:: Selected excerpt ::
☆ ☆ ☆ ☆ ☆ ☆ ☆
You might think that to succeed you have to put all your time and effort into succeeding. “Work hard; get paid”. Persistence will be rewarded. But research shows you might be wrong. As behavioural economists have indicated—each hour of life is a trade-off.
The people that try hardest to succeed in everything they do are tragically doomed to averageness. Because by spreading themselves thinly across so much they sacrifice the depth required to become brilliant at a speciality. While great successes—nobel laureates—tend to have more hobbies that interlink allowing for creative ‘cross-fertilisation’ it might be the case that Nobel prize winners have more hobbies because they’re geniuses; not that they are geniuses because they have more hobbies. The disciplines of successes are extraordinarily narrow, and like every human, they are ignorant of the vast majority of what there is available to know and do. Nobel laureates in literature will not know as much physics as another laureate in physics, and that model extends down into the classroom or office.
Education provides a broad grounding in disciplines and knowledge, but that broadness often sacrifices the depth that allocating and specialising offers. If one is brilliant at creative writing say, then the encouragement to be practical from an early age will create an average student; her abilities middling between a good but not publishable writer and a good but not PhD worthy mathematician. She, having halved the time to hone her writing and read to solve maths problems will have compromised the chances of her outstanding in either. The old phrase about Jack of All Trades and Master of None rings, bitterly, true. Though with our gender pronoun, I guess poor Jill couldn’t help having her parents. Though her school time will reward her generally, employment will reward her specialisim.
The secret to performance success, then, is to quit the majority of what you do and nicely limit yourself. Quitting isn’t the secret to success—strategic, economical, quitting is. Instead of becoming an orthopaedic surgeon and a musician you settle on one, for most of the time. Otherwise, you risk becoming neither, becoming mediocre-to-average in both.
☆ ☆ ☆ ☆ ☆ ☆ ☆
:: Available data ::
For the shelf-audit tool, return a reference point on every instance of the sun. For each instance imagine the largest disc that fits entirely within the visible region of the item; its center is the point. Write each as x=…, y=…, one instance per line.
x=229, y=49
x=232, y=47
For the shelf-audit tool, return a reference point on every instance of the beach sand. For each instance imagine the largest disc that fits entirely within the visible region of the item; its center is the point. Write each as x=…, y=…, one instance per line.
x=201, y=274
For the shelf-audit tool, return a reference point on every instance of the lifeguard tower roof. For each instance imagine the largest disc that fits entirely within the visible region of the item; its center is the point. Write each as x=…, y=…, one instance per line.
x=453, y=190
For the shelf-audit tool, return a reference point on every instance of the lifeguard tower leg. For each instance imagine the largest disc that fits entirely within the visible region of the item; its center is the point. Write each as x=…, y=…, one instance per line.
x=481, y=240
☆ ☆ ☆ ☆ ☆ ☆ ☆
:: Activity ::
Please retype everything in the essay on strategic quitting from "The secret to performance" down to "mediocre-to-average in both.". The data above is separate from the essay on strategic quitting.

:: Answer space ::
The secret to performance success, then, is to quit the majority of what you do and nicely limit yourself. Quitting isn’t the secret to success—strategic, economical, quitting is. Instead of becoming an orthopaedic surgeon and a musician you settle on one, for most of the time. Otherwise, you risk becoming neither, becoming mediocre-to-average in both.